---------- DATASET RECORDS
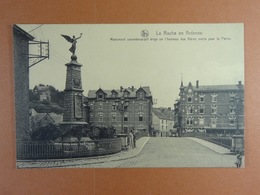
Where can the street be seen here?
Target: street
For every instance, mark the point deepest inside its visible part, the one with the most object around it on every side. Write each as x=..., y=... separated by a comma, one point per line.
x=170, y=152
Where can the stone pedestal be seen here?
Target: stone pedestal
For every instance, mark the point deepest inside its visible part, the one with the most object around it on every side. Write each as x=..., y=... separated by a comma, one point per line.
x=74, y=115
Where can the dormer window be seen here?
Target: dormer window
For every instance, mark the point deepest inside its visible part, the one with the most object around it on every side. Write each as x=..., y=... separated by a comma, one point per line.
x=214, y=97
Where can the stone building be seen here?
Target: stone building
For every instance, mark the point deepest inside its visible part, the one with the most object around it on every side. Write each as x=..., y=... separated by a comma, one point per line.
x=104, y=109
x=21, y=78
x=43, y=92
x=214, y=109
x=163, y=121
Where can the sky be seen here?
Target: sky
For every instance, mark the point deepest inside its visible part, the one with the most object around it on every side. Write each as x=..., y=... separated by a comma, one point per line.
x=156, y=55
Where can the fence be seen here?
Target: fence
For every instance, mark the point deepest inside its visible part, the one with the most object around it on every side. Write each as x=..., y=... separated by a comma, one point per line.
x=55, y=150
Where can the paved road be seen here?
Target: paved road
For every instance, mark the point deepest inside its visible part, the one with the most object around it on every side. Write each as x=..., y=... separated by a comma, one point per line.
x=170, y=152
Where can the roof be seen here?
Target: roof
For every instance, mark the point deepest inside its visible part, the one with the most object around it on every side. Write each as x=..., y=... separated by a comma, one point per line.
x=132, y=92
x=20, y=31
x=163, y=113
x=219, y=88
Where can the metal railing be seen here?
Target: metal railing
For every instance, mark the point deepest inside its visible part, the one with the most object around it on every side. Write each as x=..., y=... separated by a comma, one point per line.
x=56, y=150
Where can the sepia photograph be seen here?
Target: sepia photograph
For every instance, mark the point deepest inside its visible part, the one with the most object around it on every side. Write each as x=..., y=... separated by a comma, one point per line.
x=129, y=95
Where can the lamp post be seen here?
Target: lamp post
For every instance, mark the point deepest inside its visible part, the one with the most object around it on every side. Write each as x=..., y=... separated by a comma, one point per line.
x=236, y=103
x=122, y=106
x=178, y=117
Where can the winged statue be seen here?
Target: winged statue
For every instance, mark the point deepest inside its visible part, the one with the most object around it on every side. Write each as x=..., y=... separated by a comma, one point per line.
x=72, y=40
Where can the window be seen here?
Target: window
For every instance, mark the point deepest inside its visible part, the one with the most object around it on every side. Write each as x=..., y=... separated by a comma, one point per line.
x=201, y=111
x=113, y=95
x=141, y=107
x=100, y=117
x=213, y=109
x=100, y=95
x=189, y=121
x=214, y=97
x=232, y=109
x=190, y=110
x=125, y=130
x=113, y=117
x=113, y=106
x=125, y=117
x=232, y=120
x=141, y=95
x=201, y=120
x=100, y=106
x=201, y=97
x=213, y=122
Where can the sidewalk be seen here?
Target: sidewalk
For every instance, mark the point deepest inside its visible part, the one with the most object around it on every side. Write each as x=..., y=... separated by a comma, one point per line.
x=50, y=163
x=212, y=146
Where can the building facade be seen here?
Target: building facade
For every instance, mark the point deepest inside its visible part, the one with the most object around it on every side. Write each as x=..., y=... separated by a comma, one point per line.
x=135, y=111
x=43, y=91
x=163, y=121
x=211, y=108
x=21, y=75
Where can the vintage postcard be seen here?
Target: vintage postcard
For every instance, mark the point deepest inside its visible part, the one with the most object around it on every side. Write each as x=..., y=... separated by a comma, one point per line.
x=129, y=95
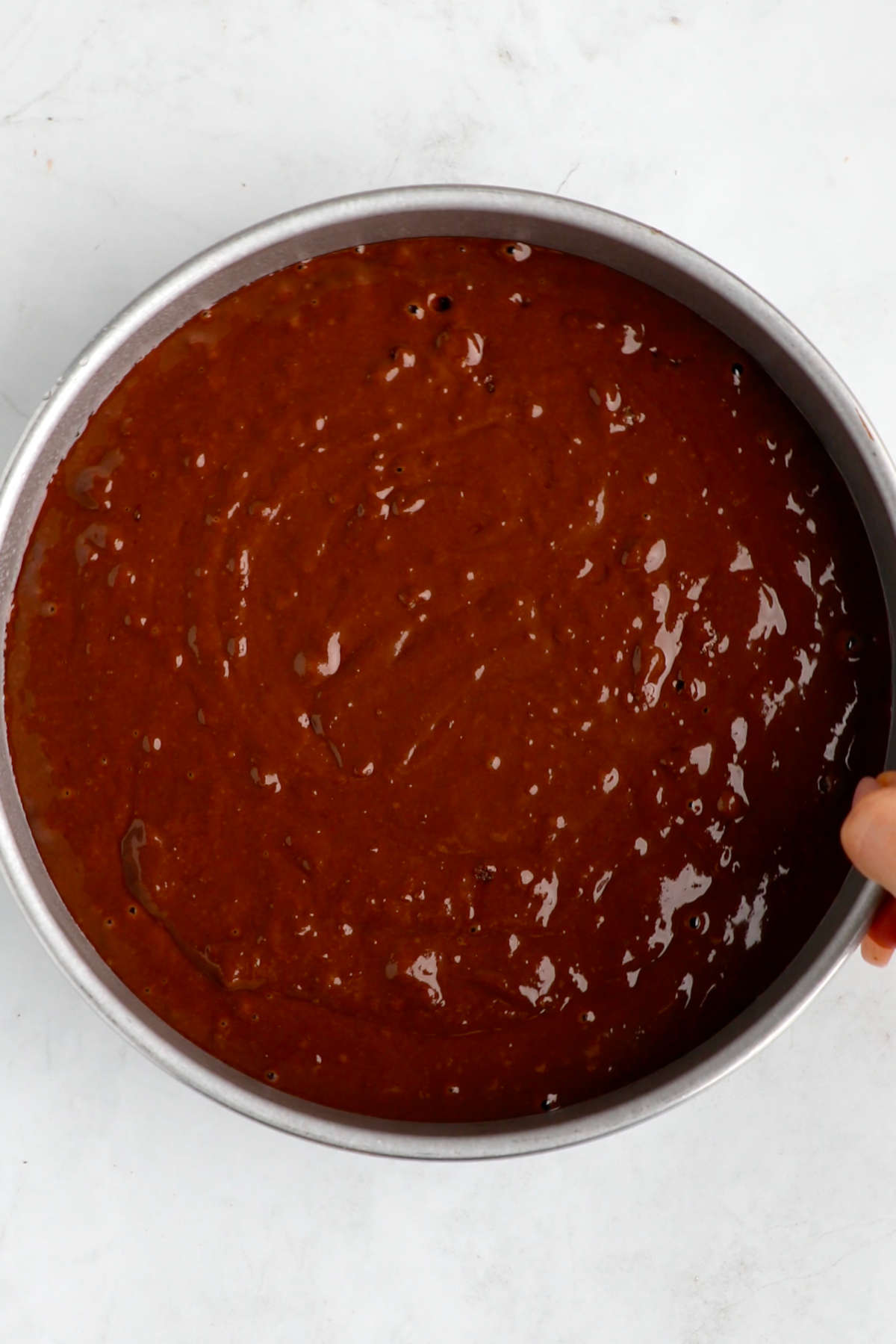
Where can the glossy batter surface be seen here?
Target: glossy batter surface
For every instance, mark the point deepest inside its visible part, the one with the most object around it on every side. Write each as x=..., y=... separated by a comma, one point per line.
x=437, y=676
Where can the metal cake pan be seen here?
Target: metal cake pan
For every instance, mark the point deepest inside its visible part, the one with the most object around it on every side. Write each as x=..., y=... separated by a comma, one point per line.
x=373, y=217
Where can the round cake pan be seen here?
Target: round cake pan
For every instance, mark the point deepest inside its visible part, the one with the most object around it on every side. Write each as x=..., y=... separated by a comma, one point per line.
x=417, y=211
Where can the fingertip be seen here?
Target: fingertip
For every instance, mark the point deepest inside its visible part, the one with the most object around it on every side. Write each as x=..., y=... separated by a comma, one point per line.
x=865, y=787
x=874, y=953
x=868, y=835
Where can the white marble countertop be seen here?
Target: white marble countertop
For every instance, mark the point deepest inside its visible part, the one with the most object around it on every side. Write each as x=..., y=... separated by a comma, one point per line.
x=131, y=136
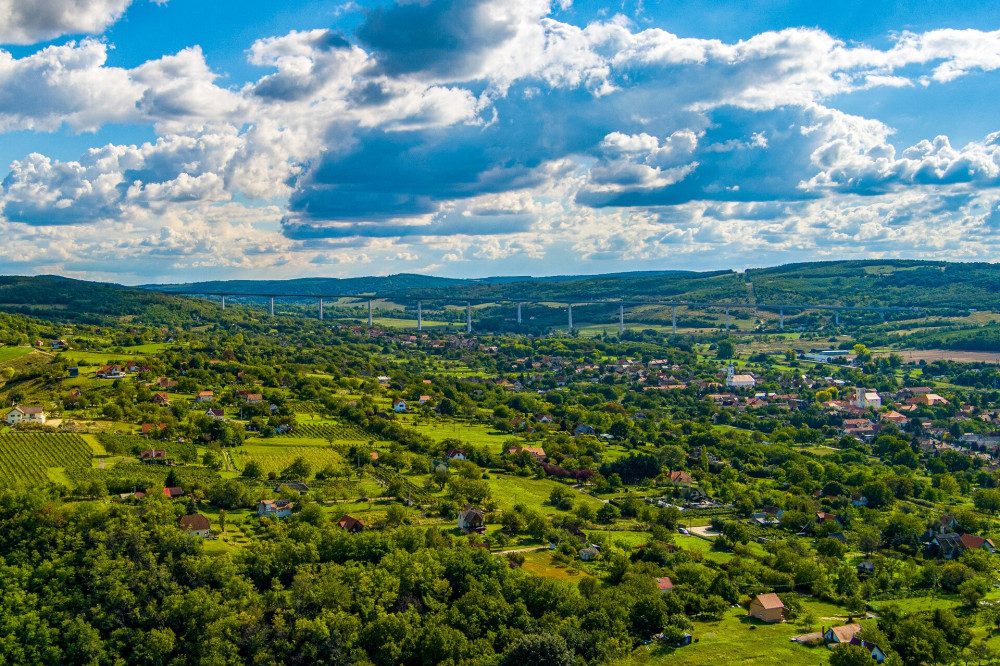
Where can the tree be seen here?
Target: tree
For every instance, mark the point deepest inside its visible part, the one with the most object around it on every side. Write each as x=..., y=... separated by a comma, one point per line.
--------------------
Set down the entries exactly as they appear, with every picture left out.

Where can the street be seen here?
Target: street
For every instance, mark the point deepest inside its visible part, the one with the most object around it on every side. Write each as x=..., y=... separated by a comma, one point per line.
x=170, y=152
Where can the stone pedestal be seen here?
Target: stone pedestal
For every instance, mark the point deepest inside its visible part, the one with the most object around it on every side. Write each as x=..., y=... separated by a comma, one point per line.
x=74, y=115
Where can the dormer window be seen here?
Target: dormer window
For every instance, mark the point deepest inside its visible part, the one with the most object around it on every side. Write each as x=..., y=... separated by a comma, one point per line.
x=214, y=97
Where can the stone building be seen here?
Target: stone building
For every instance, mark the point deepest inside its visible part, the one with the most object around it on every side. Write each as x=..., y=... separated by a comma, one point per line.
x=104, y=109
x=21, y=78
x=43, y=92
x=214, y=109
x=163, y=121
Where can the sky be seen here?
Target: sky
For every instance, mark the point deepest inside its visible part, the one with the most object around it on every side. Write each as x=..., y=... separated by a comma, one point per line.
x=156, y=55
Where can the fence be seen here?
Target: fence
For every instance, mark the point deepest inside its visible part, the one with the most object around it on every side. Write each as x=..., y=... separated by a comma, one point per line.
x=55, y=150
Where can the paved road be seen here?
Target: paved road
For every instance, mark the point deepest inside its visible part, the one with the most object around it on every side. Write each as x=..., y=... separated by a comma, one point per line.
x=170, y=152
Where can the roof be seen here?
Target: roof
For every instance, mark the point deepest inside its visible part, the one with the most object around it on every side. Write each as x=..., y=... separated by a comma, one point per line.
x=132, y=92
x=20, y=31
x=163, y=113
x=219, y=88
Where can the metal railing be seen here?
Target: metal railing
For every instance, mark the point deepest inside its visible part, the one with the most object around it on every side. Write each as x=..., y=... separated by a comma, one point per line.
x=56, y=150
Where can the sepia photograph be seen here?
Target: sepia photograph
For every instance, mark the point deepest inside its visible part, the one with the most object around it on every side. Write each as x=..., y=... separated by a comma, one point per line.
x=129, y=95
Where can the lamp post be seen here?
Target: lamp post
For every instance, mark the point deepest inside its visible part, the one with the most object around it on every side. Write each as x=..., y=... separated by a comma, one point per line.
x=236, y=103
x=122, y=106
x=178, y=117
Where can the winged statue be seen here?
Target: winged statue
For every instance, mark the point deepest inside its visible part, the one with the most object around it on every side. Write each as x=..., y=... separated by a comma, one point per line.
x=72, y=40
Where can the window be seen here?
Target: window
For every instance, mark the point deepest inside its visible part, the one with the most object around it on every side. Write each as x=..., y=... separated by a comma, one point per line.
x=201, y=111
x=113, y=95
x=141, y=107
x=100, y=117
x=213, y=109
x=100, y=95
x=189, y=121
x=214, y=97
x=232, y=109
x=190, y=110
x=125, y=130
x=113, y=117
x=113, y=106
x=125, y=117
x=232, y=120
x=141, y=95
x=201, y=120
x=100, y=106
x=201, y=97
x=213, y=122
Where can the sidewalk be seen here?
Target: sidewalk
For every instance, mark the point deepest inside its visible part, the one with the most object around it on every side. Write each as x=..., y=... separated by a comma, one point per line.
x=50, y=163
x=212, y=146
Where can the building facade be seen here?
Target: building facade
For every instance, mark the point deepest inside its visible part, the one with the most object around it on every side. Write each as x=..., y=... separated by a comma, one point per line.
x=135, y=111
x=43, y=91
x=163, y=121
x=211, y=108
x=21, y=75
Where can the vintage postcard be seen here?
Target: vintage postcard
For every instance, mark the point deepest inside its visible part, the one with the most object around it on every side. Write each as x=..., y=... separated by a comma, one point per line.
x=129, y=95
Where can the glossy batter surface be seen here?
Target: glossy batter surface
For every instance, mark the point deepest inside its visible part, the one with the most object around it on every side. Write each as x=..., y=... separated by a comma, one point per line.
x=437, y=676
Where can the metal cake pan be seen here?
Target: metal cake pan
For every instance, mark the point deepest inside its visible part, the one with the most object around it on every side. Write each as x=..., y=... separated by a comma, one point per line.
x=373, y=217
Where can the round cake pan be seen here?
Target: round cake pan
For every instance, mark the point deepest inside its visible part, the one with the most object around it on every side. Write each as x=..., y=... separated by a comma, one point per line.
x=417, y=211
Where can the fingertip be seen here?
Target: fingertip
For every instance, mark the point deepest inside its visible part, the one with the most object around it on every side. Write each as x=..., y=... separated by a comma, one point per line.
x=865, y=787
x=874, y=953
x=868, y=835
Where can the white marble countertop be seen here?
Target: white marble countertop
For every instance, mark the point deepest inside its visible part, the one with the most object around it on every side. Write each as x=..., y=... separated by a comma, one point per line.
x=131, y=136
Where can the tree be seen here?
Target: tree
For every instance, mark the point deepest inside its visible part, the one with the most object around it on every side. Write each as x=..., y=... separated by a comma, one point per line.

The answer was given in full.